The parsing engine currently supports the following rules:

  • BASIC=basic becomes {BASIC: 'basic'}
  • empty lines are skipped
  • lines beginning with # are treated as comments
  • empty values become empty strings (EMPTY= becomes {EMPTY: ''})
  • single and double quoted values are escaped (SINGLE_QUOTE='quoted' becomes {SINGLE_QUOTE: "quoted"})
  • new lines are expanded if in double quotes (MULTILINE="new\nline" becomes
{MULTILINE: 'new
line'}
  • inner quotes are maintained (think JSON) (JSON={"foo": "bar"} becomes {JSON:"{\"foo\": \"bar\"}")

Expanding Variables

Basic variable expansion is supported.

BASIC=basic
TEST=$BASIC

Parsing that would result in {BASIC: 'basic', TEST: 'basic'}. You can escape variables by quoting or beginning with \ (e.g. TEST=\$BASIC). If the variable is not found in the file, process.env is checked. Missing variables result in an empty string.

(Part of a data file)
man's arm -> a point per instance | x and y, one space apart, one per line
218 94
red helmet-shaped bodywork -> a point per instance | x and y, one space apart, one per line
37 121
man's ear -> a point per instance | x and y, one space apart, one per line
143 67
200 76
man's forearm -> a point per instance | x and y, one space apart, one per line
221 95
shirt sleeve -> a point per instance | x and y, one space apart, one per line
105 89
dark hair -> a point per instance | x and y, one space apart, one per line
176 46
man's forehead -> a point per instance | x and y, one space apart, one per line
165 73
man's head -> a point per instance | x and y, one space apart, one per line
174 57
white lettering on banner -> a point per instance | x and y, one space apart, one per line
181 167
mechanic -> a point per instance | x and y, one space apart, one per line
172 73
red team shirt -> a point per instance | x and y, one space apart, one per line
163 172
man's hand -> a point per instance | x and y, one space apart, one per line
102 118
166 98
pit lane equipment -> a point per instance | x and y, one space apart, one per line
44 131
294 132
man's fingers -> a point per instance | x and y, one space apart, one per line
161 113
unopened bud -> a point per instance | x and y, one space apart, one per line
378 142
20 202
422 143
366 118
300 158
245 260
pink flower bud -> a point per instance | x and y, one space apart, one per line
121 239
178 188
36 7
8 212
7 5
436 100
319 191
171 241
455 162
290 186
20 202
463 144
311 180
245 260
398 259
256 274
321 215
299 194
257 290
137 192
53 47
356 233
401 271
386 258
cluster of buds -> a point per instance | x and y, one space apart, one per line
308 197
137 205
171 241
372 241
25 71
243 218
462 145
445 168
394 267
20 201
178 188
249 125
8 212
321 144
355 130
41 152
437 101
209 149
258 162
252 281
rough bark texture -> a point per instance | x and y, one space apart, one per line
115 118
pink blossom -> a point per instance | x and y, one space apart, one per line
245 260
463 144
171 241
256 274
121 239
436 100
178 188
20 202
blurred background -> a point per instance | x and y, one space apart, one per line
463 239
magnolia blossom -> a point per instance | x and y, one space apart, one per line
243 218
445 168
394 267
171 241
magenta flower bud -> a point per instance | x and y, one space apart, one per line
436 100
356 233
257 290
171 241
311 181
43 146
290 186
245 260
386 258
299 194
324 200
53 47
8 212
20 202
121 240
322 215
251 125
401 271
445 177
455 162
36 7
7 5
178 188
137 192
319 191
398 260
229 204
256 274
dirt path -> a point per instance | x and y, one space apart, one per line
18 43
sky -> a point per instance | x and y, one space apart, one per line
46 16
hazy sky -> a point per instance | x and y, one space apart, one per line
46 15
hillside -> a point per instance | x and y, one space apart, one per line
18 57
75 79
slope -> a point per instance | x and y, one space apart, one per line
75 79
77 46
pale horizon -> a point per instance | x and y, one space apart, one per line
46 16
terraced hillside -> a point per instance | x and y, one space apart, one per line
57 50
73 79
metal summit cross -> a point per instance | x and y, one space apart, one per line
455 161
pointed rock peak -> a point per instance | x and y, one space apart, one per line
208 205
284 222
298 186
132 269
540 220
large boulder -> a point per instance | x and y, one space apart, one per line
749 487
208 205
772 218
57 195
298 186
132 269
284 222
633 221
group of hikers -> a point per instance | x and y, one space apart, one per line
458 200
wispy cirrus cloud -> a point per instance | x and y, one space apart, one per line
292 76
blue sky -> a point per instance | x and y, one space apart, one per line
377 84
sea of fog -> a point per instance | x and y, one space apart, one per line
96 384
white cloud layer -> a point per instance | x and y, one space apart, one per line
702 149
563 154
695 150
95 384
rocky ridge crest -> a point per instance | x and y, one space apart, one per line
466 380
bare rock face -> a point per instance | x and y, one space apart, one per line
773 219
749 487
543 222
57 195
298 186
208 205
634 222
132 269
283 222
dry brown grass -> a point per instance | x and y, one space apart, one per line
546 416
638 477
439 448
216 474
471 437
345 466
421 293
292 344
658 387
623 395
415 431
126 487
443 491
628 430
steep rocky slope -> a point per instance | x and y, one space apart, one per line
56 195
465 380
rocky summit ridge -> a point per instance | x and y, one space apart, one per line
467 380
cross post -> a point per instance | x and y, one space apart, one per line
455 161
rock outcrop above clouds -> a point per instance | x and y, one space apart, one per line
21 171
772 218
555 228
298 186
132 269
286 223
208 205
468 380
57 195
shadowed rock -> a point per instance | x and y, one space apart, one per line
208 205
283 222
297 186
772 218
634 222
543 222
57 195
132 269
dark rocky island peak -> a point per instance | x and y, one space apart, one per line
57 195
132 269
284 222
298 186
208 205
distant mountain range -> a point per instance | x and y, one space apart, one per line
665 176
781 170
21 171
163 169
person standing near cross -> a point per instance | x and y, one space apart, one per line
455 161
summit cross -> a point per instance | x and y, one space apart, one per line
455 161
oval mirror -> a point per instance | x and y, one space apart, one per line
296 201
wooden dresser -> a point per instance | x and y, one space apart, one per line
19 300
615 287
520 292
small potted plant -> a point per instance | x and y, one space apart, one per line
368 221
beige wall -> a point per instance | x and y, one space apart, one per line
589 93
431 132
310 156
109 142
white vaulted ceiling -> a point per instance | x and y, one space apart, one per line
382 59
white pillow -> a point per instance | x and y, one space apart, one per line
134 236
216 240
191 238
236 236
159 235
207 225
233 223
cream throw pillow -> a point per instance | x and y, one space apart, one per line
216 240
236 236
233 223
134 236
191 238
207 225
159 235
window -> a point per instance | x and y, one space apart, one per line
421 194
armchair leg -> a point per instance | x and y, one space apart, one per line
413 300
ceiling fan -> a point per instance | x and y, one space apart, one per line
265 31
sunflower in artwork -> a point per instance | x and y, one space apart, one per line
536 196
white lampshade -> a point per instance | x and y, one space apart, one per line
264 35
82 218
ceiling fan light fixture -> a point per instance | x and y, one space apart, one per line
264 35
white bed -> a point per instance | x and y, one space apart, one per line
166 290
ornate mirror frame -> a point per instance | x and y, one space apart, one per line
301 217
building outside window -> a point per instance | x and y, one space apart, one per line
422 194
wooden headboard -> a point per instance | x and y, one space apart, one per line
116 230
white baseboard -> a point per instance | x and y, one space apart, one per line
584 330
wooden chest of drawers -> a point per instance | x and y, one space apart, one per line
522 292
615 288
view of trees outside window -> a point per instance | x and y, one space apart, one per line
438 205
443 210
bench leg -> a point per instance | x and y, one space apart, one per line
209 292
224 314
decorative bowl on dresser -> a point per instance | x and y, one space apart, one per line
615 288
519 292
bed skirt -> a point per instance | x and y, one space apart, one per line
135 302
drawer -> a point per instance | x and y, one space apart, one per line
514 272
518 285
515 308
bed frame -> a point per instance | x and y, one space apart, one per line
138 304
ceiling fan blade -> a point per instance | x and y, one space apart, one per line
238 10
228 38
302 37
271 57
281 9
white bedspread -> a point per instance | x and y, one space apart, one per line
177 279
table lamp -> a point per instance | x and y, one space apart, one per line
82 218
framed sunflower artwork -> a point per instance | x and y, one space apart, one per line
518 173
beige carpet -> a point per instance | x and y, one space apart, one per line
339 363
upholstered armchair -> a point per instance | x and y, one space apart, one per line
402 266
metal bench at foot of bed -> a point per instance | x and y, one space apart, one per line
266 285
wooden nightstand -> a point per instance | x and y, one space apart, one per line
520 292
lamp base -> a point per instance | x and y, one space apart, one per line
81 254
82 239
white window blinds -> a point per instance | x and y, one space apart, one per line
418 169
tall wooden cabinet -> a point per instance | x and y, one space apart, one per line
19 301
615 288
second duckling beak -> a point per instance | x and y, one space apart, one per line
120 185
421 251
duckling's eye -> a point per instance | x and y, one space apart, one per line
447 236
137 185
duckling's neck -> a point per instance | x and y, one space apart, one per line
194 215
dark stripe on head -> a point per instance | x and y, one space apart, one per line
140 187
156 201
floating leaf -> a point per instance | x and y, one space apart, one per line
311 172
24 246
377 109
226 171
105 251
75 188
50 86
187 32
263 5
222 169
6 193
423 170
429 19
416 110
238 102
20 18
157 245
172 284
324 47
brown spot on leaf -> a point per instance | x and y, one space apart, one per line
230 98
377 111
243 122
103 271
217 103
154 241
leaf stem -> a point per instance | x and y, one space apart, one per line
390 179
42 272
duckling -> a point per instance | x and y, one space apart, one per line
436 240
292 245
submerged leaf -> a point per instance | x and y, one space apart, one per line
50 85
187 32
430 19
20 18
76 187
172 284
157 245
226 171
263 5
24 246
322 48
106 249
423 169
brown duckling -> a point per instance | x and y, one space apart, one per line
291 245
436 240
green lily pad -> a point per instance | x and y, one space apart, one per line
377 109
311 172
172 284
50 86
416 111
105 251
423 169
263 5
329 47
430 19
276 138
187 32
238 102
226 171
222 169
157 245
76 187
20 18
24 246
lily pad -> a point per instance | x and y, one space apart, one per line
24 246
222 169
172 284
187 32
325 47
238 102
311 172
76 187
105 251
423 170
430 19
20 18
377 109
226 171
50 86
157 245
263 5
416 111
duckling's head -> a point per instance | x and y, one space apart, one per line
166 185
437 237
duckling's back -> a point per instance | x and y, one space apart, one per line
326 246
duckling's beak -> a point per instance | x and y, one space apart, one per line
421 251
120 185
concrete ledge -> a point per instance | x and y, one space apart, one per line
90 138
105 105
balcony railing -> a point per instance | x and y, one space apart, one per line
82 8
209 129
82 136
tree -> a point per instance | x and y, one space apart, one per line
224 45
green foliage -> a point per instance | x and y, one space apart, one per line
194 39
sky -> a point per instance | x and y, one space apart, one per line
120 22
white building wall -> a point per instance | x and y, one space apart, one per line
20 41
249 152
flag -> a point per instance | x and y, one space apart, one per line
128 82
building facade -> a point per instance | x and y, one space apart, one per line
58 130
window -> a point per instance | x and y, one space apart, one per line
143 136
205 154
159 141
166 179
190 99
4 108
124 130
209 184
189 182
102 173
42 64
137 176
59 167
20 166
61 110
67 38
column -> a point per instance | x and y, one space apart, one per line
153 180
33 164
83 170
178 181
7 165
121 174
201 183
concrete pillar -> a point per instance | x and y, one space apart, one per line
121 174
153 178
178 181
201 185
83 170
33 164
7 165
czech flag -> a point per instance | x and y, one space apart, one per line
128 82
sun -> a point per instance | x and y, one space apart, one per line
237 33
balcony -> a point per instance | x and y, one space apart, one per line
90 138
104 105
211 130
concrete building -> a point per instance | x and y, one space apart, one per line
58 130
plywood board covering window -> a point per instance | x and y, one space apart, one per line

◆ The tasks
[a] In the parser notes, why does parsing the lines BASIC=basic and TEST=$BASIC give TEST the value 'basic'? Explain in one to three sentences.
[b] According to the parser notes, what happens to a variable that is missing?
[c] Transcribe the parser notes word for word, starting at "Expanding Variables" and ending at "an empty string.".

◆ Replies
[a] The parser supports basic variable expansion, so $BASIC in TEST=$BASIC is replaced with the value of BASIC. Because the line BASIC=basic sets that value to 'basic', TEST also becomes 'basic'.

[b] It results in an empty string.

[c]
Expanding Variables

Basic variable expansion is supported.

BASIC=basic
TEST=$BASIC

Parsing that would result in {BASIC: 'basic', TEST: 'basic'}. You can escape variables by quoting or beginning with \ (e.g. TEST=\$BASIC). If the variable is not found in the file, process.env is checked. Missing variables result in an empty string.